• [Extrait retenu]
= = = =

! Qué me duele la cabeza ¡ Oui, que la tête me fait mal. Alors que le monde s’enfonce dans un chaos climatique sans issue apparente, ceux qui devraient être au premier rang avec moi préfèrent Der Rattenfänger von Hameln. C’est-à-dire, selon le célèbre conte des frères Grimm, le joueur de flûte qui conduisit à la rivière, où ils se noyèrent, les milliers de rats qui infestaient la vie quotidienne de la ville de Hameln.
On le sait, plus sûrement on l’a oublié, mais les habitants de Hameln refusèrent de payer la somme promise au musicien, et les conséquences en furent terribles. Je vois que les gens de la NUPES, ce rassemblement de gauche – PS, PCF, Verts – autour de LFI de M.Mélenchon, ne croient pas à la sagesse des histoires anciennes.
Deux mots suffiront ce soir. Un, la France est profondément de droite, et toutes les arguties mélenchonniennes n’y changeront rien. Rappel tout proche de nos mémoires : au premier tour de la présidentielle de 2022, Mélenchon a obtenu 7 712 520 voix sur 48 747 876 inscrits. J’y ajoute volontiers deux millions de Français en âge de voter qui ne votent pas, ou plus. Soit au total près de 51 millions de potentiels électeurs. Résultat : Mélenchon obtient un peu plus de 14% de la totalité, ce qui signifie tout de même que 86% des Français en âge de voter, malgré une campagne électorale vive et bien relayée par les télés, ne l’ont pas choisi. Et le calcul est à peu près le même pour la NUPES des élections législatives. Mélenchon nie ce qui est pourtant une évidence, car autrement, il serait contraint au retour dans le bac à sable, et il n’a plus le temps de jouer. C’est maintenant, ou jamais. Il lui faut contester le réel.

= = = =

• [Informations fournies]
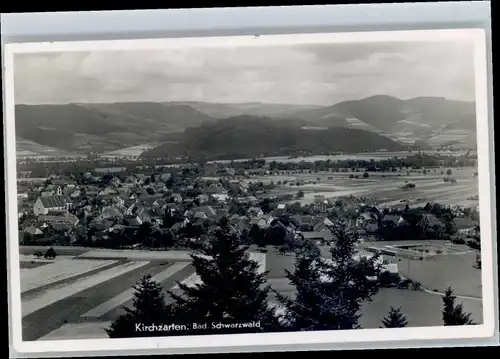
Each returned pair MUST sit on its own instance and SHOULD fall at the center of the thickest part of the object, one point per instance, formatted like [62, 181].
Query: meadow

= = = =

• [Exercices à réaliser]
(a) Répondez d'après l'extrait :
(i) Selon le conte cité, où le joueur de flûte conduisit-il les rats ?
(ii) Quels partis l'extrait rassemble-t-il dans la NUPES autour de LFI ?
(iii) Combien de voix Mélenchon a-t-il obtenues au premier tour de la présidentielle de 2022 ?
(b) Reproduisez à l'identique le passage de l'extrait allant de « On le sait, plus » jusqu'à « des histoires anciennes. ».
Appuyez-vous uniquement sur l'extrait.

• [Corrigés]
(a)
(i) À la rivière, où ils se noyèrent.
(ii) Le PS, le PCF et les Verts.
(iii) 7 712 520 voix.

(b)
On le sait, plus sûrement on l’a oublié, mais les habitants de Hameln refusèrent de payer la somme promise au musicien, et les conséquences en furent terribles. Je vois que les gens de la NUPES, ce rassemblement de gauche – PS, PCF, Verts – autour de LFI de M.Mélenchon, ne croient pas à la sagesse des histoires anciennes.